START PASSAGE GIVEN

I felt giddy taking pictures with young Cosette.

But I didn't feel the intensity myself. It fell flat even for me.

Now I wanted to rationalize this. There was something lacking. My heart didn't soar high. My eyes didn't shed a tear. Why? Oh, why?

It wasn't because the cast was bad. Overall, the cast did their parts well, technically.  Jean Valjean and Javert dueled. Marius and Cosette sang and kissed. Enjolras was fiery (although I must say his hips swayed a tad bit higher while marching, which distracted me).

Is it too late for me to audition? 
In fact, Rachel Ann Go as Fantine was a revelation for me. Her English diction was clear and her pitch was perfect. She has really come a long way in the international musical theater scene.

END PASSAGE GIVEN
START DATA SUPPLIED

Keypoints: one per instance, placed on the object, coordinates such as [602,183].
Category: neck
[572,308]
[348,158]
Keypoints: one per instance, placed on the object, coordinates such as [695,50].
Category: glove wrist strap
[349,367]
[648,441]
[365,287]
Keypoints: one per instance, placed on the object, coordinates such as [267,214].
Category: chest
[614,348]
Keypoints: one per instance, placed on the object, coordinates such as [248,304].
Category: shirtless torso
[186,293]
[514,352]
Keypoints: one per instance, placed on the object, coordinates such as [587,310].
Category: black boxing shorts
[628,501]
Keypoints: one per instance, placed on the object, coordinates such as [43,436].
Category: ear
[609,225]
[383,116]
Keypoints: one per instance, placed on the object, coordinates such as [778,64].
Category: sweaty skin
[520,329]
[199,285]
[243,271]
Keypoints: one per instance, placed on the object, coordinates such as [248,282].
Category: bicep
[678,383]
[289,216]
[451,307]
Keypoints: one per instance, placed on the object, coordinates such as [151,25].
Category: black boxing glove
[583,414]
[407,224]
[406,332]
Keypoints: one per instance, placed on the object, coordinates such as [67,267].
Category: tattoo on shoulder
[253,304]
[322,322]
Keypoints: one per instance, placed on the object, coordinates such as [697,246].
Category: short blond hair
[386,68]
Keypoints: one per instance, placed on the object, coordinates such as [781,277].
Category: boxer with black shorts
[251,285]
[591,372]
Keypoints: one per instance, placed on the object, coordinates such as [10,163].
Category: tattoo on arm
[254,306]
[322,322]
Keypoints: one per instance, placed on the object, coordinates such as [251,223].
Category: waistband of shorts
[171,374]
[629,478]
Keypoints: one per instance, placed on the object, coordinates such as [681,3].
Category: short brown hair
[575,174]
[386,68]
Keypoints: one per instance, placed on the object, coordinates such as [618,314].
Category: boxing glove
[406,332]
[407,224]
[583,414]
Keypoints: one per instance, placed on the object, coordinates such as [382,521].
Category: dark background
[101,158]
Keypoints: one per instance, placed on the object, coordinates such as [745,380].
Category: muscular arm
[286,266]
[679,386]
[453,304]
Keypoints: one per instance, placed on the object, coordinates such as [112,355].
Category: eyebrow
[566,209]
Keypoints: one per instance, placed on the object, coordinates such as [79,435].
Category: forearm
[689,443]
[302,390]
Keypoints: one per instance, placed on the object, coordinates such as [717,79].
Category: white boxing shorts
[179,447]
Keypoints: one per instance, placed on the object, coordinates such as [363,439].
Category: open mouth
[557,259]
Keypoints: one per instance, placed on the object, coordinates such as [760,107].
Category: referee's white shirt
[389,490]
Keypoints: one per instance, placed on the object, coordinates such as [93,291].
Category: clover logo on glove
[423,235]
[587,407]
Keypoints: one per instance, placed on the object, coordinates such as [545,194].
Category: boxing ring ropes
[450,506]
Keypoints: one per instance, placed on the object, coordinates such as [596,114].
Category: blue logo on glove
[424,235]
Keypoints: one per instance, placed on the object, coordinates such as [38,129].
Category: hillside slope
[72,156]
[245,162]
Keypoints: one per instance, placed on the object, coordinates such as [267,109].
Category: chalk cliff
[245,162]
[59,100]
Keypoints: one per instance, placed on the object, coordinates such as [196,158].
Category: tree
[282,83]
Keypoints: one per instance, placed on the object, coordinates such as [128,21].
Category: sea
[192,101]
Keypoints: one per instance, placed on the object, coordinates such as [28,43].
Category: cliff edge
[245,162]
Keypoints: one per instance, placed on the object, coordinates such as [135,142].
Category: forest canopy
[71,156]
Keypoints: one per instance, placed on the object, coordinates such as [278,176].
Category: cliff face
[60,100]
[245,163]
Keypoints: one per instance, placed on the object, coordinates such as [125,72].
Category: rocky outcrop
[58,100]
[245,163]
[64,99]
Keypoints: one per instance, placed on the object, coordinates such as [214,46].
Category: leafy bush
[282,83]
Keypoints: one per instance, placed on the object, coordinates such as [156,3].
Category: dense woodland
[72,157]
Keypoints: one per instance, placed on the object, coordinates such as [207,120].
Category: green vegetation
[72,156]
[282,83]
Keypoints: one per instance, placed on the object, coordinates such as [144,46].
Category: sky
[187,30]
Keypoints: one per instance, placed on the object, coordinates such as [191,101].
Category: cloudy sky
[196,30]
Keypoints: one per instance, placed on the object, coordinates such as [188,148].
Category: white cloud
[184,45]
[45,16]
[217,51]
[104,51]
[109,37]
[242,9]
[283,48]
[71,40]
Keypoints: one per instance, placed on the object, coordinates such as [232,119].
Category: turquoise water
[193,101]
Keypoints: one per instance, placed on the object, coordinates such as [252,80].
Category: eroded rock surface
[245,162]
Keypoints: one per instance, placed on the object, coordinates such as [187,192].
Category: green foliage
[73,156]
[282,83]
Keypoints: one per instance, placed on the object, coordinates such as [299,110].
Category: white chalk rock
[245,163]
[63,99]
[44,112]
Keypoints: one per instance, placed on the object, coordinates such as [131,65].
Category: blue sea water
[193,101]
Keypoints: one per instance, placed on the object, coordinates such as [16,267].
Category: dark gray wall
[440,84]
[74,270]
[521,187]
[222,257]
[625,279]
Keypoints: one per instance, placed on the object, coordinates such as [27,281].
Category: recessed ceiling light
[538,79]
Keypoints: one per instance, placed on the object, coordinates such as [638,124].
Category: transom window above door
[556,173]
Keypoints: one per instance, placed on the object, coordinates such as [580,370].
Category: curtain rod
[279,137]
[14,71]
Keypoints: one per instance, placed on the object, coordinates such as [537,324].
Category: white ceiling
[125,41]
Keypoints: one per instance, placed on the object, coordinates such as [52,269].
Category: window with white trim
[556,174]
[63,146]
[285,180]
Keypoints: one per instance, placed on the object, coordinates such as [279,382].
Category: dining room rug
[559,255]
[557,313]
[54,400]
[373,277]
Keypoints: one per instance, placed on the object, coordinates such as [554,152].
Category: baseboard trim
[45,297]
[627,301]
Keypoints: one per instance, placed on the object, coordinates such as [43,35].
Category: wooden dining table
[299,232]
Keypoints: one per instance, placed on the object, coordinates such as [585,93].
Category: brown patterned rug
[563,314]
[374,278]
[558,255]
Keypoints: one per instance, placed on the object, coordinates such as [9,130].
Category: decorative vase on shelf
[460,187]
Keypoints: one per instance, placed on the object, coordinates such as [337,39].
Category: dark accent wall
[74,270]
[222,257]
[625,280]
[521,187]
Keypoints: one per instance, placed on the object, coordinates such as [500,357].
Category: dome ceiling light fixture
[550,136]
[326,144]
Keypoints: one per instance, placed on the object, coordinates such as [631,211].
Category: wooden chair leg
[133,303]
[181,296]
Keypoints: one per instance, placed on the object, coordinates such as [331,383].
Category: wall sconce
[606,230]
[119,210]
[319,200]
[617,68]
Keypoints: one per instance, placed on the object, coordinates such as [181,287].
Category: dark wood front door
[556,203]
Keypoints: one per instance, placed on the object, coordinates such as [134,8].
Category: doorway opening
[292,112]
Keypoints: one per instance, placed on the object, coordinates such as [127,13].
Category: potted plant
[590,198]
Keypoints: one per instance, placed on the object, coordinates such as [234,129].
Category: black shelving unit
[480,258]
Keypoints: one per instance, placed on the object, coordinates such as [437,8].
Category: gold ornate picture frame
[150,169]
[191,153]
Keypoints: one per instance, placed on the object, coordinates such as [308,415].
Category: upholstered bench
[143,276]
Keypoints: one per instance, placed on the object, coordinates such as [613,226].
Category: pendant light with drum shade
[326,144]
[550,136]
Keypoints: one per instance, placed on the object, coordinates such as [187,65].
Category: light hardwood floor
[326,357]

END DATA SUPPLIED

- [SET EXERCISE A]:
In one to three sentences, explain why the writer of the review calls Rachel Ann Go's Fantine a revelation.
- [SET EXERCISE B]:
Answer these questions from the review, one answer to a line:
(i) Which character did the writer feel giddy taking pictures with?
(ii) Which two characters dueled?
(iii) Who played Fantine?
- [SET EXERCISE C]:
Write out the part of the review from "It wasn't because" up to and including "musical theater scene.".
The entries are material separate from the review.

- [WORKED ANSWER A]:
Her English diction was clear and her pitch was perfect. The writer adds that she has come a long way in the international musical theater scene.

- [WORKED ANSWER B]:
(i) Young Cosette.
(ii) Jean Valjean and Javert.
(iii) Rachel Ann Go.

- [WORKED ANSWER C]:
It wasn't because the cast was bad. Overall, the cast did their parts well, technically.  Jean Valjean and Javert dueled. Marius and Cosette sang and kissed. Enjolras was fiery (although I must say his hips swayed a tad bit higher while marching, which distracted me).

Is it too late for me to audition? 
In fact, Rachel Ann Go as Fantine was a revelation for me. Her English diction was clear and her pitch was perfect. She has really come a long way in the international musical theater scene.